• _WORK TO DO_
Quote all of the data below exactly, please.

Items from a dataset
╔══
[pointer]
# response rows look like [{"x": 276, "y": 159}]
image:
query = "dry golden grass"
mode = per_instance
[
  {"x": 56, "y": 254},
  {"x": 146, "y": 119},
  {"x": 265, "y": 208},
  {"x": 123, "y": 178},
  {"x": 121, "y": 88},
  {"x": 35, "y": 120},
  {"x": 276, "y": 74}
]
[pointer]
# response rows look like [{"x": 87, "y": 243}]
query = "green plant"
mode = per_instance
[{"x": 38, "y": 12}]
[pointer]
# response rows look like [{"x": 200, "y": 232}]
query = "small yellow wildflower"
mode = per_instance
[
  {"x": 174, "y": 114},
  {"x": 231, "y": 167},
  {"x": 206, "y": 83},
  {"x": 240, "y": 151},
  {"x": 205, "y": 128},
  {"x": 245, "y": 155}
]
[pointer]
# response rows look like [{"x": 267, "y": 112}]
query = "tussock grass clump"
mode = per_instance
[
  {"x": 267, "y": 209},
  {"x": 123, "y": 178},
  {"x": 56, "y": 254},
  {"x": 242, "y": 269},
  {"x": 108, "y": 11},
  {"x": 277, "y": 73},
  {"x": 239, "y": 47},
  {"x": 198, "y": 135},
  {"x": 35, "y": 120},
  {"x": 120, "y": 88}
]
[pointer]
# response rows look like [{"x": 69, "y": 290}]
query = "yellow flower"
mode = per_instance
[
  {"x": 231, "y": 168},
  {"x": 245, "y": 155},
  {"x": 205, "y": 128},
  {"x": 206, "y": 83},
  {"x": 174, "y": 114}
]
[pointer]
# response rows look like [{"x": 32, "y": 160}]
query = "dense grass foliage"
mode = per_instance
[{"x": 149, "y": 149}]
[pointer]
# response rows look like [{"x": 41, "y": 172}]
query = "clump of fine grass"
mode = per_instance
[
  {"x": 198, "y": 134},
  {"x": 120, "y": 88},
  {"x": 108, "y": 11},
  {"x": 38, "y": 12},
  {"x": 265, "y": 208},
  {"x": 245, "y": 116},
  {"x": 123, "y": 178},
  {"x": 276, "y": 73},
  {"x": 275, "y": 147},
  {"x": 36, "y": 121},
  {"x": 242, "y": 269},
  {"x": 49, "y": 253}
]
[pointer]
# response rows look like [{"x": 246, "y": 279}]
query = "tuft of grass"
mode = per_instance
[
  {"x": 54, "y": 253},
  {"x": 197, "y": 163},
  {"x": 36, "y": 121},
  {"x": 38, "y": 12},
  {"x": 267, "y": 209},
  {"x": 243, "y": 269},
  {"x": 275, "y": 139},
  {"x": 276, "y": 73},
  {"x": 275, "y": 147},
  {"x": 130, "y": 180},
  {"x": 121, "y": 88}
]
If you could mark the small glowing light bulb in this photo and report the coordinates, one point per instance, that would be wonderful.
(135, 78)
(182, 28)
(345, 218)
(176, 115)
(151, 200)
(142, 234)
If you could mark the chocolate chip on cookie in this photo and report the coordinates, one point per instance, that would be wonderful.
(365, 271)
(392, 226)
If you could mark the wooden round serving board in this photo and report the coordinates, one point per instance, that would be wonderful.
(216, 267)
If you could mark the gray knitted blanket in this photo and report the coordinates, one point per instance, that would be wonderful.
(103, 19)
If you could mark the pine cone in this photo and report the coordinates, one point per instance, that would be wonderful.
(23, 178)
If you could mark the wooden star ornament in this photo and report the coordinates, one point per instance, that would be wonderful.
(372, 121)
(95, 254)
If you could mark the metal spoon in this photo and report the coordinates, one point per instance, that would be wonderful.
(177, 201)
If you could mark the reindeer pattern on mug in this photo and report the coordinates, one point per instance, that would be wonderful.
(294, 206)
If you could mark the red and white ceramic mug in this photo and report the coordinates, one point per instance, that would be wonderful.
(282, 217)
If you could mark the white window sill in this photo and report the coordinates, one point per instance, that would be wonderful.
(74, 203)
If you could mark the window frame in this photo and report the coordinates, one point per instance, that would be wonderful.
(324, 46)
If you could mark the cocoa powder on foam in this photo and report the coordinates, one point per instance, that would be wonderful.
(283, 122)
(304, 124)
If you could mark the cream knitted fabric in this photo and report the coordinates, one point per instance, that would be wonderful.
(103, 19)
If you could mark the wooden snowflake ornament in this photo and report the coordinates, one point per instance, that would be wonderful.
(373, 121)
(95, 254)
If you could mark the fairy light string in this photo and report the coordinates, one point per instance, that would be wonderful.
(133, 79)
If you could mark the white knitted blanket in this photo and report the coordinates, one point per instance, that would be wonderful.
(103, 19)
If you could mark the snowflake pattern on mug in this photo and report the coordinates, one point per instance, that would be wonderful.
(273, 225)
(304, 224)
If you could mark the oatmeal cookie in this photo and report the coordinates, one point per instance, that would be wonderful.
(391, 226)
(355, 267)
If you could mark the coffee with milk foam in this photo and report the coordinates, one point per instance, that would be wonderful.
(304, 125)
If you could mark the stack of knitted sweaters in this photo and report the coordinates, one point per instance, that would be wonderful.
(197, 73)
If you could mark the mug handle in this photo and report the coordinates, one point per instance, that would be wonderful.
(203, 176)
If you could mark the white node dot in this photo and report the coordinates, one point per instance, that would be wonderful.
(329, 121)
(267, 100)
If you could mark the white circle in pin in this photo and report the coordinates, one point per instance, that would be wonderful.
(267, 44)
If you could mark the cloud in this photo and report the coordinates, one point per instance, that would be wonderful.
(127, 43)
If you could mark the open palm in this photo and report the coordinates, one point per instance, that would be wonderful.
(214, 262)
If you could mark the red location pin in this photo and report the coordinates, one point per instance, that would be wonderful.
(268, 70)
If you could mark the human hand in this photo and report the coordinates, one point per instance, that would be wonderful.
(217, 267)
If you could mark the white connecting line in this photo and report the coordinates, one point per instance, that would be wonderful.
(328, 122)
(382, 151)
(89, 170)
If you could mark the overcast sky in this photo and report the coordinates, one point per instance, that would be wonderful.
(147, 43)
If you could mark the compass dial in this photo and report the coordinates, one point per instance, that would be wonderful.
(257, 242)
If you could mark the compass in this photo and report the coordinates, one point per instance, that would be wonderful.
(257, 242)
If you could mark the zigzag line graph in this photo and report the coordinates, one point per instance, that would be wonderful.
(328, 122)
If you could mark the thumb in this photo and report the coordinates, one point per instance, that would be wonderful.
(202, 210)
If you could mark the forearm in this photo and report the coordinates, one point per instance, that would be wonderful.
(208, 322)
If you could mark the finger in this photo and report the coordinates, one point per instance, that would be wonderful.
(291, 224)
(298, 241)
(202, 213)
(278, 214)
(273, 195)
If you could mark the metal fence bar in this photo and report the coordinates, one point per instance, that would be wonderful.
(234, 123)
╚══
• _ANSWER TO THIS PROBLEM_
[pointer]
# response rows look like [{"x": 276, "y": 159}]
image:
query = "dry golden grass"
mode = per_instance
[
  {"x": 56, "y": 254},
  {"x": 146, "y": 119},
  {"x": 265, "y": 208},
  {"x": 123, "y": 178},
  {"x": 121, "y": 88},
  {"x": 35, "y": 120},
  {"x": 276, "y": 74}
]
[pointer]
# response rows look like [{"x": 87, "y": 243}]
query = "green plant"
mode = per_instance
[{"x": 38, "y": 12}]
[pointer]
# response rows look like [{"x": 200, "y": 232}]
query = "small yellow wildflower"
mode = per_instance
[
  {"x": 174, "y": 114},
  {"x": 231, "y": 167},
  {"x": 206, "y": 83},
  {"x": 240, "y": 151},
  {"x": 205, "y": 128},
  {"x": 245, "y": 155}
]
[pointer]
# response rows look like [{"x": 267, "y": 112}]
query = "tussock grass clump"
mode = per_instance
[
  {"x": 267, "y": 209},
  {"x": 123, "y": 178},
  {"x": 56, "y": 254},
  {"x": 242, "y": 269},
  {"x": 108, "y": 11},
  {"x": 277, "y": 73},
  {"x": 239, "y": 47},
  {"x": 198, "y": 135},
  {"x": 35, "y": 120},
  {"x": 120, "y": 88}
]
[pointer]
# response rows look like [{"x": 69, "y": 290}]
query = "yellow flower"
mode = per_instance
[
  {"x": 231, "y": 168},
  {"x": 245, "y": 155},
  {"x": 205, "y": 128},
  {"x": 206, "y": 83},
  {"x": 174, "y": 114}
]
[pointer]
# response rows look like [{"x": 32, "y": 160}]
query = "dense grass foliage"
mode = per_instance
[{"x": 149, "y": 149}]
[pointer]
# response rows look like [{"x": 41, "y": 172}]
query = "clump of fine grass"
mode = per_instance
[
  {"x": 198, "y": 134},
  {"x": 120, "y": 88},
  {"x": 108, "y": 11},
  {"x": 38, "y": 12},
  {"x": 265, "y": 208},
  {"x": 245, "y": 116},
  {"x": 123, "y": 178},
  {"x": 276, "y": 73},
  {"x": 275, "y": 147},
  {"x": 36, "y": 121},
  {"x": 242, "y": 269},
  {"x": 49, "y": 253}
]
[pointer]
# response rows look like [{"x": 246, "y": 279}]
query = "tuft of grass"
mode = per_instance
[
  {"x": 54, "y": 253},
  {"x": 197, "y": 163},
  {"x": 36, "y": 121},
  {"x": 38, "y": 12},
  {"x": 267, "y": 209},
  {"x": 243, "y": 269},
  {"x": 275, "y": 139},
  {"x": 276, "y": 73},
  {"x": 275, "y": 147},
  {"x": 130, "y": 180},
  {"x": 121, "y": 88}
]
If you could mark the small glowing light bulb in this photo and report the coordinates, one point per instance, that would be wonderful.
(135, 78)
(182, 28)
(345, 218)
(176, 115)
(151, 200)
(142, 234)
If you could mark the chocolate chip on cookie in this photo and report the coordinates, one point per instance, that would be wonderful.
(365, 271)
(392, 226)
If you could mark the wooden round serving board in this photo and report the coordinates, one point per instance, that would be wonderful.
(216, 267)
If you could mark the gray knitted blanket in this photo and report the coordinates, one point per instance, that would be wonderful.
(103, 19)
If you could mark the pine cone in this photo and report the coordinates, one point per instance, that would be wonderful.
(23, 178)
If you could mark the wooden star ornament in this photo and report the coordinates, one point per instance, that would be wonderful.
(372, 121)
(95, 254)
If you could mark the metal spoon in this photo and report the coordinates, one point per instance, that would be wonderful.
(177, 201)
If you could mark the reindeer pattern on mug in this photo and report the coordinates, one point per instance, that would be wonderful.
(294, 206)
If you could mark the red and white ceramic mug in this photo and report the coordinates, one point per instance, that would be wonderful.
(282, 217)
If you could mark the white window sill in this photo and report the coordinates, one point per instance, that would be wonderful.
(74, 203)
If you could mark the window frame in this photo and report the coordinates, one point per instance, that would be wonderful.
(324, 46)
If you could mark the cocoa powder on foam in this photo and report the coordinates, one point per instance, that would be wonderful.
(283, 122)
(304, 124)
If you could mark the cream knitted fabric in this photo and report the coordinates, one point per instance, that would be wonderful.
(103, 19)
If you could mark the wooden snowflake ornament in this photo and report the coordinates, one point per instance, that would be wonderful.
(373, 121)
(95, 254)
If you could mark the fairy light string in this photo and report the coordinates, one point per instance, that would be wonderful.
(133, 79)
If you could mark the white knitted blanket in this photo and report the coordinates, one point per instance, that would be wonderful.
(103, 19)
If you could mark the snowflake pattern on mug in this photo and report the coordinates, one point per instance, that would be wonderful.
(273, 225)
(304, 224)
If you could mark the oatmeal cookie in this photo and report the coordinates, one point per instance, that would be wonderful.
(391, 226)
(355, 267)
If you could mark the coffee with milk foam in this photo and report the coordinates, one point per instance, that would be wonderful.
(304, 125)
If you could mark the stack of knitted sweaters in this photo and report the coordinates, one point per instance, that would be wonderful.
(197, 73)
If you could mark the mug handle in this photo and report the coordinates, one point per instance, that would be wonderful.
(203, 176)
If you could mark the white node dot in this photo and report the coordinates, one point per instance, that would be wonderful.
(329, 121)
(267, 100)
If you could mark the white circle in pin in this photo and report the coordinates, one point per instance, that would be wonderful.
(267, 44)
If you could mark the cloud in this photo and report the coordinates, one point per instance, that would be wonderful.
(127, 43)
If you could mark the open palm in this photo and report the coordinates, one point per instance, that would be wonderful.
(214, 262)
If you could mark the red location pin in this photo and report the coordinates, one point per instance, that would be wonderful.
(268, 70)
If you could mark the human hand in this photo and report the coordinates, one point per instance, that would be wonderful.
(217, 267)
If you could mark the white connecting line in this photo and report the coordinates, one point per instance, that would be wonderful.
(328, 122)
(382, 151)
(89, 170)
If you could mark the overcast sky in this photo and report the coordinates, one point per instance, that would be wonderful.
(147, 43)
If you could mark the compass dial in this photo and report the coordinates, one point per instance, that would be wonderful.
(257, 242)
If you could mark the compass in this photo and report the coordinates, one point per instance, that would be wonderful.
(257, 242)
If you could mark the zigzag line graph in this photo and report the coordinates, one point per instance, that would be wonderful.
(328, 122)
If you could mark the thumb in this photo and report the coordinates, one point per instance, that would be wonderful.
(202, 210)
If you could mark the forearm in this photo and report the coordinates, one point per instance, that would be wonderful.
(208, 322)
If you could mark the finger in this photo and report the coordinates, one point per instance, that would be wonderful.
(291, 224)
(298, 241)
(202, 213)
(278, 214)
(273, 195)
If you could mark the metal fence bar in this photo and report the coordinates, one point per instance, that would be wonderful.
(234, 123)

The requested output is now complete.